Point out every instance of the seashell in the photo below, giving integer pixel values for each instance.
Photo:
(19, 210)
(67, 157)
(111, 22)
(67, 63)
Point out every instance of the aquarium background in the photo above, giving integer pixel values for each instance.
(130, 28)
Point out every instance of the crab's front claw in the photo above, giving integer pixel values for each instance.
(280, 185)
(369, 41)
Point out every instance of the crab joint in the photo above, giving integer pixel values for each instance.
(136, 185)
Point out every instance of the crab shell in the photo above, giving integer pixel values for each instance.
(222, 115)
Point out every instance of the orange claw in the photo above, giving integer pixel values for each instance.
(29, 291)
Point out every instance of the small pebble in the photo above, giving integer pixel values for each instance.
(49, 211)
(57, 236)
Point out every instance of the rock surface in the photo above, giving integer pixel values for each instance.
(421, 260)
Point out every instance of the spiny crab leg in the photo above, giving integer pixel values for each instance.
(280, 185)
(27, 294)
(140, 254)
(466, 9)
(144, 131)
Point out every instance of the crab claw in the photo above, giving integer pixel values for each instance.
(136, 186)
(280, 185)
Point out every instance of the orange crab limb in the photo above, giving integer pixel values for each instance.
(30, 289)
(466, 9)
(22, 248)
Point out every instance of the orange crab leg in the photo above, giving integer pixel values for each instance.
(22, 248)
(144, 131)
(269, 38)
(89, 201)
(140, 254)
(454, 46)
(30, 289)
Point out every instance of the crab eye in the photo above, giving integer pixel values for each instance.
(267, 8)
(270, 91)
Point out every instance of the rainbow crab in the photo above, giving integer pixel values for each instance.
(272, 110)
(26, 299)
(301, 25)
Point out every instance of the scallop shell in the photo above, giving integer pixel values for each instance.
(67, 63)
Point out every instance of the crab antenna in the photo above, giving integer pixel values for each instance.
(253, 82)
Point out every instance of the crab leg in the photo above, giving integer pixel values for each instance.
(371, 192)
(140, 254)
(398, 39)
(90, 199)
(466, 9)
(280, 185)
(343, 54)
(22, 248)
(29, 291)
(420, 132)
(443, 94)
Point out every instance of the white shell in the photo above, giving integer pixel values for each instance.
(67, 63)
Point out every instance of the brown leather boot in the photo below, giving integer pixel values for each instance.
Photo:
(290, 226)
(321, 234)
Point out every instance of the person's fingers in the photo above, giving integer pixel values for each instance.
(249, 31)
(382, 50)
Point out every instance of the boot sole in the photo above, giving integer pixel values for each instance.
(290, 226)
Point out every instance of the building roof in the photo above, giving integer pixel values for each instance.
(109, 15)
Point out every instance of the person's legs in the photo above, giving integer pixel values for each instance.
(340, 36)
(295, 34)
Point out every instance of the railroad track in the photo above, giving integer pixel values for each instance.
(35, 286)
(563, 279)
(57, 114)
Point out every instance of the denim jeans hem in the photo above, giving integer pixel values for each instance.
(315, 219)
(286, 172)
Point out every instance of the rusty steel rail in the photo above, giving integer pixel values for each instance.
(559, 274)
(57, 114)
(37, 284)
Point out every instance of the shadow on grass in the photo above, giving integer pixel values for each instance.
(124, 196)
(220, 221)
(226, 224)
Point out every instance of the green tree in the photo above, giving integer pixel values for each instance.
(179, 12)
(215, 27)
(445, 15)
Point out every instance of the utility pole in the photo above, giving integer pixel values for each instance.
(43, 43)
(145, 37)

· · · ·

▶ _The request_: Starting with the line that contains "Point out every instance of the denim", write out each line through the end of the listing, exactly as it appears, and include nothing else.

▶ _Solution to this problem_:
Point out every instance of the denim jeans hem in the photo above, giving integer pixel values for each instance.
(315, 219)
(286, 172)
Point out every instance of the rusty steel rail in the photo above, giving integer pixel values for each instance.
(559, 274)
(57, 114)
(37, 284)
Point out every instance of the shadow on grass in the photo above, giving integer pixel values for each instance.
(124, 196)
(220, 221)
(226, 224)
Point out every instance of the green tree in the photo above, giving integer pixel values for each instance.
(179, 12)
(215, 27)
(445, 15)
Point out every instance of the utility pole in the photo above, giving integer pixel values for each instance.
(43, 43)
(145, 37)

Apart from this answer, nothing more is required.